■ WRITTEN EXERCISE ■
Can you rewrite the rows below as a Markdown table with two columns, Number and Row Text, giving each row its number and skipping any blank lines?

■ TASK INPUTS ■
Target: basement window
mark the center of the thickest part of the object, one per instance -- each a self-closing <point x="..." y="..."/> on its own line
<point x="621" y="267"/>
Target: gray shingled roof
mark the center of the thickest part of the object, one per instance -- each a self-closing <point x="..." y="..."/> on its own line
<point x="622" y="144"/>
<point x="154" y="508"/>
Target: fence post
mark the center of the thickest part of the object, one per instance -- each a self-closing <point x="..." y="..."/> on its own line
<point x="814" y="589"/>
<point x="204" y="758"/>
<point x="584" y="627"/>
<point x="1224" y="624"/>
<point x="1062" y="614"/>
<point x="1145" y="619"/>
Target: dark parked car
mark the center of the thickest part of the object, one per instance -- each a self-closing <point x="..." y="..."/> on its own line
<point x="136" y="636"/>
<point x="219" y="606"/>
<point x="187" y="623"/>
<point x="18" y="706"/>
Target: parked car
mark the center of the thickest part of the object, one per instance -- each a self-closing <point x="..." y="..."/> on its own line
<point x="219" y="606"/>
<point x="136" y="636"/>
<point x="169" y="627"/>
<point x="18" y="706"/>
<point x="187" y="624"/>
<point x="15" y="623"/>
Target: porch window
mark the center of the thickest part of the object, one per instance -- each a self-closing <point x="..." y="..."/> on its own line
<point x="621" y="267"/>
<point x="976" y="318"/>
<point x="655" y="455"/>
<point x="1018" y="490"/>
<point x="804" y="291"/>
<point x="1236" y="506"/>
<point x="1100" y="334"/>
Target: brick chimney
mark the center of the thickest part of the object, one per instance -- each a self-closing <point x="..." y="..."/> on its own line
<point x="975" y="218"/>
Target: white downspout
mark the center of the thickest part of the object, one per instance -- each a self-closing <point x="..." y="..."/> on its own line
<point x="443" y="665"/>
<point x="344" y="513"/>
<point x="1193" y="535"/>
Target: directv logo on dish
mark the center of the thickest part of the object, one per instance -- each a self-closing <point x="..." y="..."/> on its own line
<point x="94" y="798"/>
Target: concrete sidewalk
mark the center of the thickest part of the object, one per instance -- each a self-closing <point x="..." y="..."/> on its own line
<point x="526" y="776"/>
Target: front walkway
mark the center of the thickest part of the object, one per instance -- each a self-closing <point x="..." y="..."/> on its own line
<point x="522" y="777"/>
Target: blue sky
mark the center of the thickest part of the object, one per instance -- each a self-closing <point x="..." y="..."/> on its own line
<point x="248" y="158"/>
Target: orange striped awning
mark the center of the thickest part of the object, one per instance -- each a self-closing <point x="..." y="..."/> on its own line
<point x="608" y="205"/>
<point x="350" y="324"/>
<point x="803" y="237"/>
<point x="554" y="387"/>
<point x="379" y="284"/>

■ OUTPUT OF THE TASK ■
| Number | Row Text |
|---|---|
| 1 | Target: basement window |
| 2 | mark the center of the thickest part of the object, one per instance -- each a self-closing <point x="..." y="..."/> on its own line |
| 3 | <point x="621" y="267"/> |
| 4 | Target: gray shingled roof |
| 5 | mark the center of the thickest part of the object, one per instance -- each a self-closing <point x="..." y="..."/> on its own line |
| 6 | <point x="622" y="144"/> |
| 7 | <point x="154" y="508"/> |
| 8 | Target: fence post |
| 9 | mark the center of the thickest part of the object, one per instance -- each a self-closing <point x="..." y="..."/> on its own line |
| 10 | <point x="814" y="589"/> |
| 11 | <point x="204" y="758"/> |
| 12 | <point x="584" y="627"/> |
| 13 | <point x="1224" y="624"/> |
| 14 | <point x="1062" y="614"/> |
| 15 | <point x="1145" y="619"/> |
| 16 | Target: dark parked car |
| 17 | mark the center of the thickest part of the object, one per instance -- each a self-closing <point x="..." y="..."/> on its own line |
| 18 | <point x="136" y="636"/> |
| 19 | <point x="219" y="606"/> |
| 20 | <point x="187" y="623"/> |
| 21 | <point x="18" y="706"/> |
| 22 | Target: parked car |
| 23 | mark the center of the thickest part of the object, one per instance -- each a self-closing <point x="..." y="..."/> on its own line |
| 24 | <point x="219" y="606"/> |
| 25 | <point x="136" y="636"/> |
| 26 | <point x="169" y="627"/> |
| 27 | <point x="18" y="706"/> |
| 28 | <point x="187" y="624"/> |
| 29 | <point x="15" y="623"/> |
| 30 | Target: porch window |
| 31 | mark the center of the thickest part of the object, one per instance -- each a self-closing <point x="..." y="..."/> on its own line |
| 32 | <point x="621" y="267"/> |
| 33 | <point x="976" y="318"/> |
| 34 | <point x="655" y="455"/> |
| 35 | <point x="1018" y="490"/> |
| 36 | <point x="804" y="291"/> |
| 37 | <point x="1236" y="506"/> |
| 38 | <point x="1100" y="334"/> |
| 39 | Target: brick chimney |
| 40 | mark the center of the thickest part of the object, one per instance -- each a self-closing <point x="..." y="..."/> on its own line |
| 41 | <point x="975" y="218"/> |
| 42 | Target: white downspout |
| 43 | mark the center of the thickest part of the object, one per instance -- each a self-closing <point x="..." y="..."/> on its own line |
| 44 | <point x="443" y="665"/> |
| 45 | <point x="344" y="513"/> |
| 46 | <point x="1193" y="535"/> |
| 47 | Target: directv logo on dish |
| 48 | mark the center of the thickest part of the object, one per instance -- each a self-closing <point x="..." y="..."/> on its own line |
| 49 | <point x="94" y="798"/> |
| 50 | Target: concrete sidewalk |
| 51 | mark the center of the thickest part of the object, one per instance -- each a self-closing <point x="..." y="..."/> on its own line |
| 52 | <point x="526" y="776"/> |
| 53 | Target: front walkway |
| 54 | mark the center of the thickest part of the object, one per instance -- each a self-closing <point x="..." y="..."/> on its own line |
| 55 | <point x="522" y="777"/> |
| 56 | Target: blue sky |
| 57 | mark the center of the thickest part of the object, one per instance -- each a self-closing <point x="..." y="..."/> on its own line |
| 58 | <point x="248" y="158"/> |
| 59 | Target: orange striped awning |
| 60 | mark the center of the thickest part of the object, one per instance -- each a self-closing <point x="..." y="..."/> on its own line |
| 61 | <point x="608" y="205"/> |
| 62 | <point x="350" y="324"/> |
| 63 | <point x="803" y="237"/> |
| 64 | <point x="554" y="387"/> |
| 65 | <point x="379" y="284"/> |